Country clubs across the country are adding golf simulators. According to the National Golf Foundation, 10.4% of private clubs now have at least one simulator installed — up significantly from just a few years ago. But here's what the adoption numbers don't tell you: a meaningful percentage of those installations underperform. The technology works fine. The room just doesn't get used the way the club expected.
The difference between a simulator that transforms your club's winter programming and one that collects dust comes down to how the project is approached from the start. At Simulator Design Studios — a Five Iron Golf company — we've built and operated 300+ simulator bays across 50+ locations. We've seen what works, what doesn't, and why.
The Member Engagement Problem Simulators Actually Solve
Every private club faces the same fundamental challenge: keeping members engaged year-round. In the Northeast and Midwest, that challenge is seasonal — courses close, members disengage, and the club becomes a dining room with a large maintenance bill. Even in temperate climates, weather disruptions, darkness, and pace-of-play constraints limit how often members can actually play.

# Data supplied
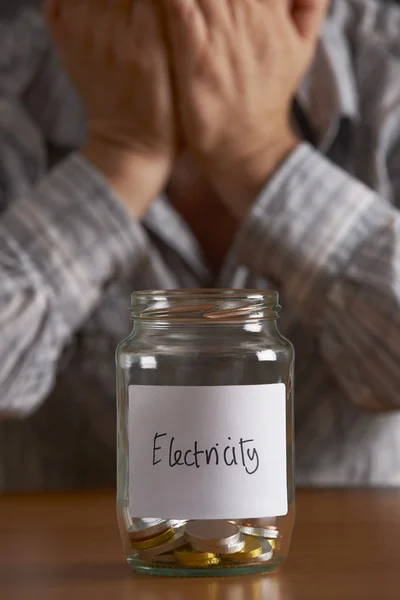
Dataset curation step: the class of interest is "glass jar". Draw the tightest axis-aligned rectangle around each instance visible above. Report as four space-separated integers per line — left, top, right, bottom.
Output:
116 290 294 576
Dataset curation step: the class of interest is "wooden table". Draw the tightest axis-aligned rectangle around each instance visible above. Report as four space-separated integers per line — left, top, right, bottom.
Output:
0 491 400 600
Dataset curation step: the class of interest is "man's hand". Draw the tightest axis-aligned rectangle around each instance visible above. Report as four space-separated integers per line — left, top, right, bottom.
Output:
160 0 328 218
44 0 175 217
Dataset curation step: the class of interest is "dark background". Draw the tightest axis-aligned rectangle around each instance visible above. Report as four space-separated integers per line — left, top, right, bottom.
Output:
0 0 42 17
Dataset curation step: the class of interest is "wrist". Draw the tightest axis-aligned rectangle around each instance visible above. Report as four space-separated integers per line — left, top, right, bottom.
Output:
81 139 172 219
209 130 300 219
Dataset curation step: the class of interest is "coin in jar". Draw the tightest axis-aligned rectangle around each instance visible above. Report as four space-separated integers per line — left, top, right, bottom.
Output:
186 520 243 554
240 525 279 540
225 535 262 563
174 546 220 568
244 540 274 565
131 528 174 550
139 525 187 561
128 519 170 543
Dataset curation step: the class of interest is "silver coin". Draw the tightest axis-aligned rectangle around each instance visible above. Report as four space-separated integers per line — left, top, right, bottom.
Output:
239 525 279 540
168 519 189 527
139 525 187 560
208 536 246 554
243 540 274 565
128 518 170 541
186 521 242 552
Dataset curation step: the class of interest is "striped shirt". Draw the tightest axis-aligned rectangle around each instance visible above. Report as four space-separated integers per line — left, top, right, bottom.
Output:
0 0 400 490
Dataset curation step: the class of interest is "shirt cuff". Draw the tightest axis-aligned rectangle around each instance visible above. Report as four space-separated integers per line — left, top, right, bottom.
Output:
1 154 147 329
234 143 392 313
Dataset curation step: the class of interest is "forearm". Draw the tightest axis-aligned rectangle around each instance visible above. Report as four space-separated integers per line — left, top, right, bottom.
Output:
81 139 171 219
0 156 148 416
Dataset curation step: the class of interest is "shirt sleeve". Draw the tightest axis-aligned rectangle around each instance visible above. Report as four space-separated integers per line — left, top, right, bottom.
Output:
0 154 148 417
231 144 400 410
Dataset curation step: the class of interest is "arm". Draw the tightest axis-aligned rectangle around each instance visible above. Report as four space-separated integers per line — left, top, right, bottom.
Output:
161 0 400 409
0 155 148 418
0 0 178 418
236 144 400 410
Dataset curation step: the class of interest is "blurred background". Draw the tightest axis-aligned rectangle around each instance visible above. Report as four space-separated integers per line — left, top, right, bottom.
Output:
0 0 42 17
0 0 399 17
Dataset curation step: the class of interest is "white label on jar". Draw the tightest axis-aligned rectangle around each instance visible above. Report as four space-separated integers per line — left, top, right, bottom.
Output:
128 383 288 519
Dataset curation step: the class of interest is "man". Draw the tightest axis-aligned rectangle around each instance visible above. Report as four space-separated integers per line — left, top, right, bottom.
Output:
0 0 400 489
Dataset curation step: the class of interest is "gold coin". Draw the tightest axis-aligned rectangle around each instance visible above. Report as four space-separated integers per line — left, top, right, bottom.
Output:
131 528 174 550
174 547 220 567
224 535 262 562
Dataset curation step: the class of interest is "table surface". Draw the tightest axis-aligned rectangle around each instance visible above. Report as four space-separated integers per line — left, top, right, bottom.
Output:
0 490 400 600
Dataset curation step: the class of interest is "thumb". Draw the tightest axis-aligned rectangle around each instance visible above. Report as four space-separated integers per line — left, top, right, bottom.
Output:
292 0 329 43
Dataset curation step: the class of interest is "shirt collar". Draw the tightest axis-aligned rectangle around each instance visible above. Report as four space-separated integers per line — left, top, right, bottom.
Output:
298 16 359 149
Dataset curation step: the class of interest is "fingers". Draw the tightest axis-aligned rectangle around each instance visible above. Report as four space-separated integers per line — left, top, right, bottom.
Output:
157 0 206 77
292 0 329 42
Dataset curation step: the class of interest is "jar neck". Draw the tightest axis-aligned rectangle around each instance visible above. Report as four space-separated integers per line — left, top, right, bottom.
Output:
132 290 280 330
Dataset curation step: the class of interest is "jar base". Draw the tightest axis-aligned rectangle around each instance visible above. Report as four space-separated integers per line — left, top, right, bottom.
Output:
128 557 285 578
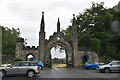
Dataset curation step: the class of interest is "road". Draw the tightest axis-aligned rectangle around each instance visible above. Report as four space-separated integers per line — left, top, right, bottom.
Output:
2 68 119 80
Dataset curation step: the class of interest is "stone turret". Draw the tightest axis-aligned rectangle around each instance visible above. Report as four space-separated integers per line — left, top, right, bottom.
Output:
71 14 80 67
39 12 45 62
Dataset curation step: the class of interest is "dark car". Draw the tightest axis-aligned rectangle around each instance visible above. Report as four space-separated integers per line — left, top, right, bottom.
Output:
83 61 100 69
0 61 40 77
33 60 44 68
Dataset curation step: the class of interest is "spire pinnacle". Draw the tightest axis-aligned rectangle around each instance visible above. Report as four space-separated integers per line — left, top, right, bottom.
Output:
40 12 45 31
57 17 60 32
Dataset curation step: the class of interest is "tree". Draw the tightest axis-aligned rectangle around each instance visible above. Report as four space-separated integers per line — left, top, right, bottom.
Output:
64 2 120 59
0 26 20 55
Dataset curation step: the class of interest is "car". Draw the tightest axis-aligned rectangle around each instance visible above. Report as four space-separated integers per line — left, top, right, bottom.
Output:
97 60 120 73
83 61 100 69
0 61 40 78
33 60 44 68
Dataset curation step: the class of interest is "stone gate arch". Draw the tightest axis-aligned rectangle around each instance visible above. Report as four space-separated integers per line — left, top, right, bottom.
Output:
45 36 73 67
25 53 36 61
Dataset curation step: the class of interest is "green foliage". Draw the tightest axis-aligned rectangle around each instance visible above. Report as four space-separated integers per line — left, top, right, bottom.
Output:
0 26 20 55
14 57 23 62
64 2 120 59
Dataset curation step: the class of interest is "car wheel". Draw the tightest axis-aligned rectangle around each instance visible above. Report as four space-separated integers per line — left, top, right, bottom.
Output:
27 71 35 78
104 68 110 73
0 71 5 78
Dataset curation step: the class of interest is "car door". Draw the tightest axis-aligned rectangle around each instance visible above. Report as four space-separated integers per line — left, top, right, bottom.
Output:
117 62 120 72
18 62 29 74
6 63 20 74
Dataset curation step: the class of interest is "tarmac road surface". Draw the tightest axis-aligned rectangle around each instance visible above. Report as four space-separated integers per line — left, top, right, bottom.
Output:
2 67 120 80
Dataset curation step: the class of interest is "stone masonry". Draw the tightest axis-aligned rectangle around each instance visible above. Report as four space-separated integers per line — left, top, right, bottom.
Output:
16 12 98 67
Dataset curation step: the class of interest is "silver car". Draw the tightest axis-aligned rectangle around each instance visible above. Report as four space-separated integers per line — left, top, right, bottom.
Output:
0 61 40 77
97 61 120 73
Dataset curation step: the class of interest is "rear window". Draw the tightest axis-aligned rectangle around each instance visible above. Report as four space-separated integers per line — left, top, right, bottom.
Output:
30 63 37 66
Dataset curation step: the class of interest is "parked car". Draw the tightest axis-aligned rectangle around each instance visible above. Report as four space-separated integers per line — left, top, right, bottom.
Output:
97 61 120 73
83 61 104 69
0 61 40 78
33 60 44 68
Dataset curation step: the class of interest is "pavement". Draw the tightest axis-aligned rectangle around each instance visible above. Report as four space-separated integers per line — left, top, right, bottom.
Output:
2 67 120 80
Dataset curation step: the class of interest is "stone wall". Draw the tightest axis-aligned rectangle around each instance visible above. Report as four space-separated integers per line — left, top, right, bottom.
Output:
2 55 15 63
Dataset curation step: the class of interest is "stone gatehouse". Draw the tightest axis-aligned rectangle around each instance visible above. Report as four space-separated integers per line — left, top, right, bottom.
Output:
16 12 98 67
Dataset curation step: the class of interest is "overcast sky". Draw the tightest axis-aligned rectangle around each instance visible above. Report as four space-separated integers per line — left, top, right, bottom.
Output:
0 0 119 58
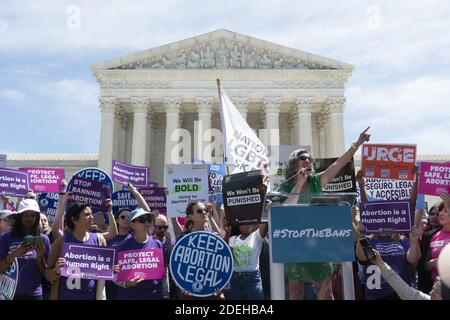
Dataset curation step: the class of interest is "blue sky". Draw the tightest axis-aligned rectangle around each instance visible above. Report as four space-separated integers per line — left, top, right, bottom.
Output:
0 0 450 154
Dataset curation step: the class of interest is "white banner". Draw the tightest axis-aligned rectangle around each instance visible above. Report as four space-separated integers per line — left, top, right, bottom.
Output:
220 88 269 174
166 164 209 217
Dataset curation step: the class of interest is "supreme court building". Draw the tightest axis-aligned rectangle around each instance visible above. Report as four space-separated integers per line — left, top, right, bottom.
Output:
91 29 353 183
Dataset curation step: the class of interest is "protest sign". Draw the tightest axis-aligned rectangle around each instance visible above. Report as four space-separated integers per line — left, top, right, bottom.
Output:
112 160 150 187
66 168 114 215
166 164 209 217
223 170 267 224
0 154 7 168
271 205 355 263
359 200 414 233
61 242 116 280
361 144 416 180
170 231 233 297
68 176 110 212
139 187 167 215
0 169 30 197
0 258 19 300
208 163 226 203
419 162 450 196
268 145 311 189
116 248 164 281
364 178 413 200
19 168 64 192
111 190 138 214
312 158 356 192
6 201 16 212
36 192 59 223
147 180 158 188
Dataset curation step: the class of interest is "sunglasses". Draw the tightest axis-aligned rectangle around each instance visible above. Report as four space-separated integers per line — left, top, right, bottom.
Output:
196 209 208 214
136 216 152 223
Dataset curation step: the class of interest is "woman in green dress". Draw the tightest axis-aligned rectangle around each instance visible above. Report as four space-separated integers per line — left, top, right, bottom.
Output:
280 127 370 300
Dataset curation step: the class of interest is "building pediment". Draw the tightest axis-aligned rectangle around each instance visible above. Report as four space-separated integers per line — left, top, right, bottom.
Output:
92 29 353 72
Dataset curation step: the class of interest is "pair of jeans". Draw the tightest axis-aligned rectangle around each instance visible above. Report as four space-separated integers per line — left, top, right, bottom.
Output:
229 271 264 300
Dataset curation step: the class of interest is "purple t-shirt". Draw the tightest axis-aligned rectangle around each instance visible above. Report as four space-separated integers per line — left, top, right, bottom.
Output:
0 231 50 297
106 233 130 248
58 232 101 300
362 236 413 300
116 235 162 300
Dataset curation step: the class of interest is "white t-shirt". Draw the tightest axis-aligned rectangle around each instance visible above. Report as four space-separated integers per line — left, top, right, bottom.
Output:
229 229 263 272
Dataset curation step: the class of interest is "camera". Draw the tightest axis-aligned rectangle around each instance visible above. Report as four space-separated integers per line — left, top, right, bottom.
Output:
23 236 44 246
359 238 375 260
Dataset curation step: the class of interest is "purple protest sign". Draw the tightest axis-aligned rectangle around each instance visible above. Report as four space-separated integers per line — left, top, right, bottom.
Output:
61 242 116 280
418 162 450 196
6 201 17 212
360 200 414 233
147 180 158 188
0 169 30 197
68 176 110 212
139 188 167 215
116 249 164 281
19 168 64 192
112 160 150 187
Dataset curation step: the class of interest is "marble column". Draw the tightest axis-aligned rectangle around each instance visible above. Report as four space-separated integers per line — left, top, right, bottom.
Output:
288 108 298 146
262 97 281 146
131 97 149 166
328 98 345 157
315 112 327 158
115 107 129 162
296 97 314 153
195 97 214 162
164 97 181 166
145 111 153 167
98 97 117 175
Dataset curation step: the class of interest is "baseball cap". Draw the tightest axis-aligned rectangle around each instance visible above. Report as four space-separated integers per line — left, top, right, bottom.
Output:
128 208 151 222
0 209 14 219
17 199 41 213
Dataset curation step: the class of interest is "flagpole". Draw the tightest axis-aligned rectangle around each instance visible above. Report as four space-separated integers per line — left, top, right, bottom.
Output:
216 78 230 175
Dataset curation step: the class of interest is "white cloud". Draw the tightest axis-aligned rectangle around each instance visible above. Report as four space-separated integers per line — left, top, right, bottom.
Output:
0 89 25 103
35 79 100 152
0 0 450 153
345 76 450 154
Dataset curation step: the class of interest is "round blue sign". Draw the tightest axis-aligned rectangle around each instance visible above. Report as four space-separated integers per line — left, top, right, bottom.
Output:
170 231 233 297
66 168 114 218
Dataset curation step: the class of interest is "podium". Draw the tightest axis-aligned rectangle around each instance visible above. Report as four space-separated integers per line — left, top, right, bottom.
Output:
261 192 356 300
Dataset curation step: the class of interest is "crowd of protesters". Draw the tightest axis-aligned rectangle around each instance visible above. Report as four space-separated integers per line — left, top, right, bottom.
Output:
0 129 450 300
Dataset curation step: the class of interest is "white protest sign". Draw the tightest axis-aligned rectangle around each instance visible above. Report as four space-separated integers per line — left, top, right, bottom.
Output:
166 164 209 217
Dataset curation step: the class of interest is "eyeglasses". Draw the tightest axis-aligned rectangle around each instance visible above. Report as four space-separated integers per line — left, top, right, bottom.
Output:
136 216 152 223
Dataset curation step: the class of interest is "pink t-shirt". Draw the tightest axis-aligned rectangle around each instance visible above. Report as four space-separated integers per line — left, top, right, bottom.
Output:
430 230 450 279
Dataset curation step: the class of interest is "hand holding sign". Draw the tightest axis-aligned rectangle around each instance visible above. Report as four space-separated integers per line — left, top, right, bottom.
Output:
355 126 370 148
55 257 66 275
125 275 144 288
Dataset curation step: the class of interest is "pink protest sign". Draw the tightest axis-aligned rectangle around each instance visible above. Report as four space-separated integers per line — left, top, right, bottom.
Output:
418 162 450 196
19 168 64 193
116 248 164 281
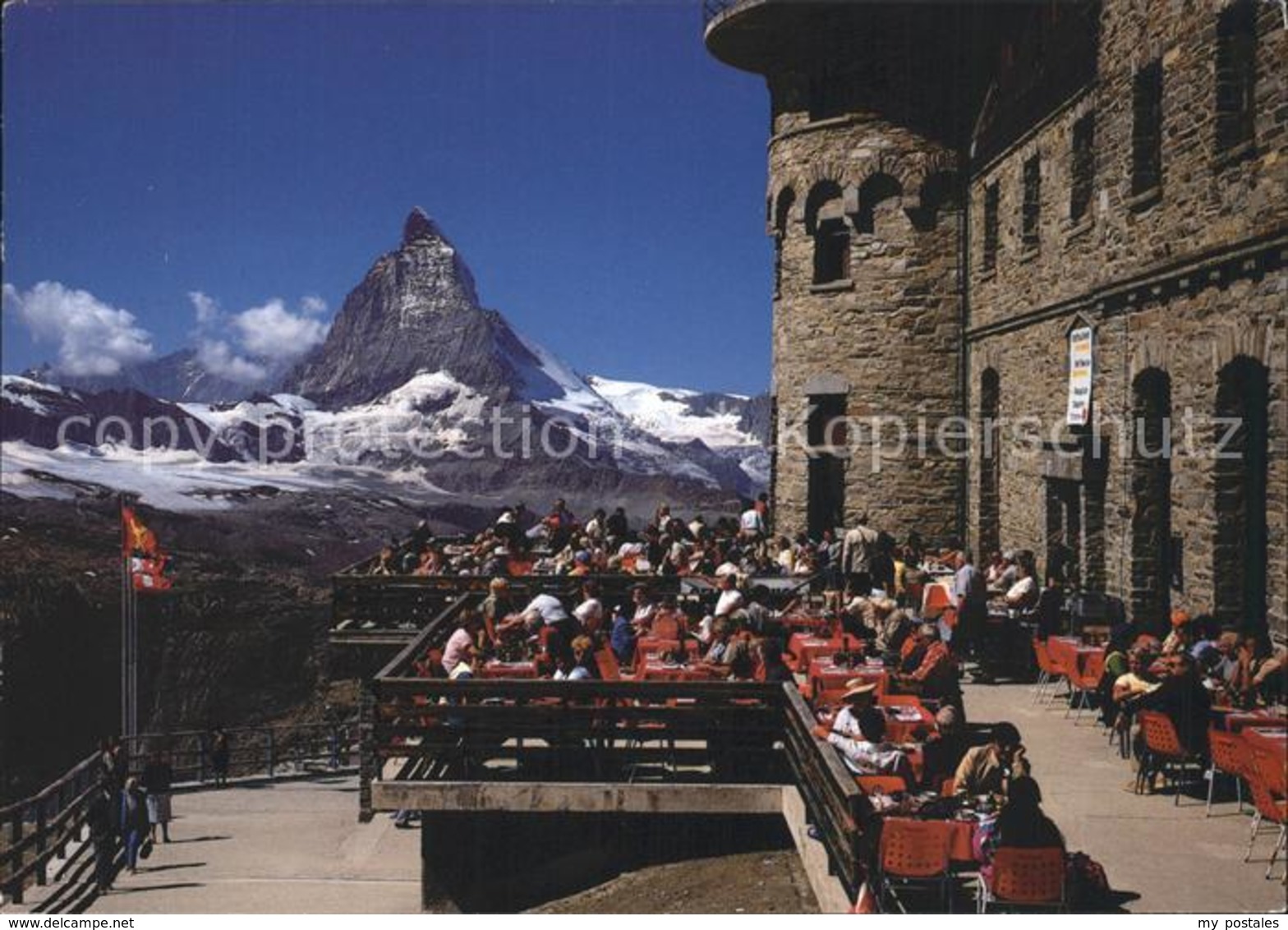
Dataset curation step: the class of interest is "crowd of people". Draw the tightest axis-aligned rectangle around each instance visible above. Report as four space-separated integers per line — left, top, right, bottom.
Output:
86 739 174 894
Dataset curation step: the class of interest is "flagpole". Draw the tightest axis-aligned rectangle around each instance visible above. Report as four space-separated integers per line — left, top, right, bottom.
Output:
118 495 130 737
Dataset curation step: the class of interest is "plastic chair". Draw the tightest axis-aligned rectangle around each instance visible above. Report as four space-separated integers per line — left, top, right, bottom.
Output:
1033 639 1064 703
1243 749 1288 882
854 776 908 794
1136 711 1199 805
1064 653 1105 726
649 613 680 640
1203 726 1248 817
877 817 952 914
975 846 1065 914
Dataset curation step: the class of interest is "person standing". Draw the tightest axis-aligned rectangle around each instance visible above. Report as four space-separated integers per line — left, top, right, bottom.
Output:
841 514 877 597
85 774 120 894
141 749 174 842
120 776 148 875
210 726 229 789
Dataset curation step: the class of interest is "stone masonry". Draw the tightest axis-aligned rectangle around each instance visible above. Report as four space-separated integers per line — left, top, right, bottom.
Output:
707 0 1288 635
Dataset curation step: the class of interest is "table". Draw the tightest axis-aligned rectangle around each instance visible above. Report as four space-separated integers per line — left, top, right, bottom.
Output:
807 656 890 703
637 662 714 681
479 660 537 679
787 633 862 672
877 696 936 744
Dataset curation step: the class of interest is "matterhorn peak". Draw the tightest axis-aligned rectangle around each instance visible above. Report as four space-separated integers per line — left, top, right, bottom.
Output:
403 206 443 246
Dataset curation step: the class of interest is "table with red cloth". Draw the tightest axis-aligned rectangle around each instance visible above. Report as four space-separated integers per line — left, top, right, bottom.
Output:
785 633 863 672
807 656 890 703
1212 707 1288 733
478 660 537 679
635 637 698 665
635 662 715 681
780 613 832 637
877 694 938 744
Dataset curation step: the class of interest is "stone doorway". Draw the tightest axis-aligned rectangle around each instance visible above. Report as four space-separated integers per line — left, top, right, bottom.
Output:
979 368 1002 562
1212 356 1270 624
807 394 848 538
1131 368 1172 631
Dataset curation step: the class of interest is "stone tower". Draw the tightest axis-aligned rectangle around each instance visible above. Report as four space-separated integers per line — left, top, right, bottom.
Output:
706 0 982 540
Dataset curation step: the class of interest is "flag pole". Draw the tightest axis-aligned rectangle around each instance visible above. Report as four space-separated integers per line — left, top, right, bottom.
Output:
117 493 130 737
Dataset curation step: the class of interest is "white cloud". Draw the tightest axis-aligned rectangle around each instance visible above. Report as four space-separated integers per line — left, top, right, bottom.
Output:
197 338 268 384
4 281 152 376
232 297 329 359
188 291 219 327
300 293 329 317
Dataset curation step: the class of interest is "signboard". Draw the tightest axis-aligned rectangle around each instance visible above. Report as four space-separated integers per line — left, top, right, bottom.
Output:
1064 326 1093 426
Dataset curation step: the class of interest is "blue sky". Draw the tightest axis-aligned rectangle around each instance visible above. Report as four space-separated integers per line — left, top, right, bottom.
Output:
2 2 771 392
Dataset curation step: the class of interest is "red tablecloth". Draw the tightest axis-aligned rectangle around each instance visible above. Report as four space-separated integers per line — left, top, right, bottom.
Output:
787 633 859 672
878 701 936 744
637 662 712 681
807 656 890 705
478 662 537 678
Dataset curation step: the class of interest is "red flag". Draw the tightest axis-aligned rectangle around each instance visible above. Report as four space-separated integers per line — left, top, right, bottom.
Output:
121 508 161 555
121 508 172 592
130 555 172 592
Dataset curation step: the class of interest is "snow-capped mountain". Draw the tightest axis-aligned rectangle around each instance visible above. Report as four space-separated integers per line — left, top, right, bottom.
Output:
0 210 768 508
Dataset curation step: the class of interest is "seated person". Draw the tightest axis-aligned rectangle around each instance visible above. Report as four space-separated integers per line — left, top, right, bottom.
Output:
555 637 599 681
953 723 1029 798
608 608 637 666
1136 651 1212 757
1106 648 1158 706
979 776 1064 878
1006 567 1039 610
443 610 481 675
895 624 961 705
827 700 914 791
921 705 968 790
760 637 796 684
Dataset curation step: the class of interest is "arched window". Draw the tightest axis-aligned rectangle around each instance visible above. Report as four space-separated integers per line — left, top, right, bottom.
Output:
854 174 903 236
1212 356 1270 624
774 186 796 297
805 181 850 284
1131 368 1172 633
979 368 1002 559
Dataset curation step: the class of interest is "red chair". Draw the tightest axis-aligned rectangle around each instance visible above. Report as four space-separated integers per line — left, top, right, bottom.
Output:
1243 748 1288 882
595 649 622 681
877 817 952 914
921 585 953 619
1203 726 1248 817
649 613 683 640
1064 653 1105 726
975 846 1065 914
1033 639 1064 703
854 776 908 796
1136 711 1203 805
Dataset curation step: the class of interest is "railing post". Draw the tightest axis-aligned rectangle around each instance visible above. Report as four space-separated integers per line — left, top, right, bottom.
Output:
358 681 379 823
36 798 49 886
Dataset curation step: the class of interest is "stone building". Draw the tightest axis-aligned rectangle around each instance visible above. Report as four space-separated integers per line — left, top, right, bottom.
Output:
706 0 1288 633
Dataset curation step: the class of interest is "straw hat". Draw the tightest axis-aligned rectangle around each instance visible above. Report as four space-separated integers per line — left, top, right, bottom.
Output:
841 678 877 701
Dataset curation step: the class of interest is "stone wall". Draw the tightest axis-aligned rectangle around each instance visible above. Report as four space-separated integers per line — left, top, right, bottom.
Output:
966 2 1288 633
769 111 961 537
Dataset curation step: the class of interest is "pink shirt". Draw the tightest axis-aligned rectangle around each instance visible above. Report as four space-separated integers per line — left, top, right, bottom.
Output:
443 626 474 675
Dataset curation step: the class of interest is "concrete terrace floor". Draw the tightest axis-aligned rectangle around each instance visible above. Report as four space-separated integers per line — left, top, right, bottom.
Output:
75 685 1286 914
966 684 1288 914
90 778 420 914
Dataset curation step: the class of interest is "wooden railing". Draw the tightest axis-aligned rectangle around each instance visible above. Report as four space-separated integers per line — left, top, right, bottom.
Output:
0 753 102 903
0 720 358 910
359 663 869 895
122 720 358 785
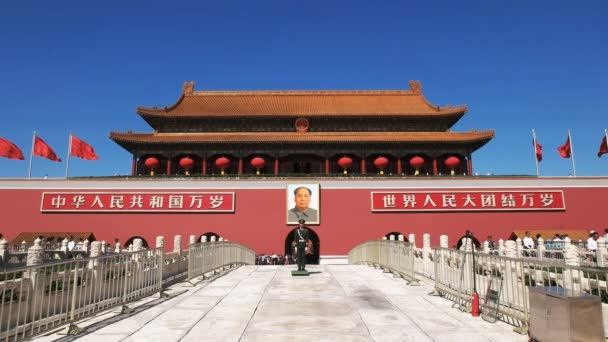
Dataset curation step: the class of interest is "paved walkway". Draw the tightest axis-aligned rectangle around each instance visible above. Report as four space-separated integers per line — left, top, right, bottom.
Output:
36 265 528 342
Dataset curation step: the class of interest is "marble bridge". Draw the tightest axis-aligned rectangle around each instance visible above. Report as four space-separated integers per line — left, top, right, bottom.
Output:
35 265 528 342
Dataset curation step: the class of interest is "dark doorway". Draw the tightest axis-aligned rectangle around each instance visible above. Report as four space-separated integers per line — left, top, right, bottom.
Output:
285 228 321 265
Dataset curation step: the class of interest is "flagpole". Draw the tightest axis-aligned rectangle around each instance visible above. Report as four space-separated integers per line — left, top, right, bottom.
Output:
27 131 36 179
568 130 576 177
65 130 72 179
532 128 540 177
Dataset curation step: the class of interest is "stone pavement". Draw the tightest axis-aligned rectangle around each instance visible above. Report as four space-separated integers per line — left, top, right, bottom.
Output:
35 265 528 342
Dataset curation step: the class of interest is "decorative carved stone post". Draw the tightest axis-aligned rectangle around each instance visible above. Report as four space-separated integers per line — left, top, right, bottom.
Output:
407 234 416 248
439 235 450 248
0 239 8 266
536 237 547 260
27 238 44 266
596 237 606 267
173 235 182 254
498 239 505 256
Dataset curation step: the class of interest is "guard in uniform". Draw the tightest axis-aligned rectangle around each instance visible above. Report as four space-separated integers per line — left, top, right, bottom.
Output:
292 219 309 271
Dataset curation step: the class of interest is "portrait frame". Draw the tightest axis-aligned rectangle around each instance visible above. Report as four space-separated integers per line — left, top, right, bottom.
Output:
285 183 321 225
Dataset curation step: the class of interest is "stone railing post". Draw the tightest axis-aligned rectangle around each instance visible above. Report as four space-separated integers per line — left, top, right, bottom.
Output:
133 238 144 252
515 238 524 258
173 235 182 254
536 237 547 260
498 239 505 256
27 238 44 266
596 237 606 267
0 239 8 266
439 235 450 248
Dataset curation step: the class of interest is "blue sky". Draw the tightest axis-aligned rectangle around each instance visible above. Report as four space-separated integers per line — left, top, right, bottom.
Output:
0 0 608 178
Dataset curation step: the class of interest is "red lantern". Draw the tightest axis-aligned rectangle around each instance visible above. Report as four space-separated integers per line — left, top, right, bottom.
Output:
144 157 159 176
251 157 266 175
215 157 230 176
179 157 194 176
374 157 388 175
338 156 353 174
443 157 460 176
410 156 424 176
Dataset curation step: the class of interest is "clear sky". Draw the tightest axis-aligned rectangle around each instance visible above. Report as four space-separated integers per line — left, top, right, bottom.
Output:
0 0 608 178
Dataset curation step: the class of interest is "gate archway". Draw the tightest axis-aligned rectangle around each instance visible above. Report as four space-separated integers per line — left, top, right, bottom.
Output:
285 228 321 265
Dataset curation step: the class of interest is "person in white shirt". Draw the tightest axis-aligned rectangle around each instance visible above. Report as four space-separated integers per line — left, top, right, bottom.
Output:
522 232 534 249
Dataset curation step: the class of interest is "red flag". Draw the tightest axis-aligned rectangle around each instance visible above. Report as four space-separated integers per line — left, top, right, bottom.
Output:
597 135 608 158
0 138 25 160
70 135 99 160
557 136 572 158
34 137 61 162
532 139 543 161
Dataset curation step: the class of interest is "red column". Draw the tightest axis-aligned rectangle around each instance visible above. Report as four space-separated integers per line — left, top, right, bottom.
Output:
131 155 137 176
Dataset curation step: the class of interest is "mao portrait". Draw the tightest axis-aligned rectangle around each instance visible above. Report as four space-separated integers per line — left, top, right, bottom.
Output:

# Problem statement
Copy the stretch from "Country clubs across" through "the club expected." from the golf simulator text word for word.

# Response to the task
Country clubs across the country are adding golf simulators. According to the National Golf Foundation, 10.4% of private clubs now have at least one simulator installed — up significantly from just a few years ago. But here's what the adoption numbers don't tell you: a meaningful percentage of those installations underperform. The technology works fine. The room just doesn't get used the way the club expected.